- [ВАШИ ЗАДАНИЯ]:
1 - Сколько пришлось доплатить за водонепроницаемый комбинезон, согласно тексту о Ниагарском водопаде?
2 - Продолжите текст о прогулке к Ниагарскому водопаду, начав сразу после его последнего предложения.

- [ИСХОДНЫЙ ТЕКСТ]:
-------
Сейчас исследователи считают, что вода способна запоминать и нести в себе информацию и даже передавать её. Тогда над водопадом должен витать мощнейший сгусток положительной энергии, освободившийся из воды. Может и есть тот Божий Дух, что упомянут в Ветхом завете? Возможно, что так, потому что ни одного хмурого, озабоченного лица у водопада не увидишь.
Заплатив еще 20 долларов, я с трудом напялил на себя водонепроницаемый комбинезон зеленоватого цвета. Костюмы для пешеходных и пароходных прогулок разного цвета. Вероятно для того, чтобы различить смытых в реку экскурсантов (шутка). Упав на лифте с высоты 20-ти этажного дома, я полез по скользким ступенькам шатких лестниц к месту падения воды. Постоял в узком пространстве между струями и скалой. Но, помня совет Марка Твена, не поднимал голову с раскрытым ртом кверху, чтобы мне не влилась в глотку добрая половина американской части Ниагарского водопада.
-------
[Строки из коллекции данных]
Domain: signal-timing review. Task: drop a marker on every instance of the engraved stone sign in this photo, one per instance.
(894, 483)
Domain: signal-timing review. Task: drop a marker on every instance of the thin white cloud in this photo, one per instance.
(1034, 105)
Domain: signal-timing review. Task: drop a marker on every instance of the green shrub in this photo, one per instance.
-------
- [ОТВЕТЫ ПО ЗАДАНИЯМ]:
1 - Ещё 20 долларов.

2 -
«Я наклонил голову, и мне показалось, что сверху на меня обрушился целый Атлантический океан. Казалось, настал конец света. Я не видел ничего вокруг себя за яростными потоками воды. Задохнувшись, я поднял голову, и добрая половина американской части водопада влилась мне в глотку. Если бы во мне открылась течь, я бы погиб. И тут я обнаружил, что мост кончился и теперь нам предстоит карабкаться по обрывистым скользким скалам. В жизни своей я так не трусил, но все обошлось. В конце концов, мы все же выбрались на свет Божий, на открытое место, где можно было остановиться и смотреть на пенную громаду бурлящих, низвергающихся вод. Когда я увидел, как много тут воды и как мало она склонна к шуткам, я от души пожалел, что отважился пройти между потоком и скалой». Так полушутливо Марк Твен описывает свои впечатления от посещения Ниагарского водопада. И как важно читать классиков перед путешествием!
Но и этим испытанием я не совсем удовлетворился. Тогда поднялся на воздушном шаре над Ниагарой, над городками Ниагара-Фолс, имеющими одинаковое название, что на американской, что и на канадской сторонах реки, над озером Онтарио и Козьим островом. Я развлекал себя по полной программе и к вечеру свалился, как убитый, на кровать в чистеньком отеле.
Напротив нашего отеля в Ниагара-Фолс торчал небоскреб с заколоченными фанерой окнами, но то был цветочек по сравнению с Гарлемом, который я увидел на следующий день. Это уже были ягоды, да такие гигантские, что от вида их кружилась голова и путались мысли.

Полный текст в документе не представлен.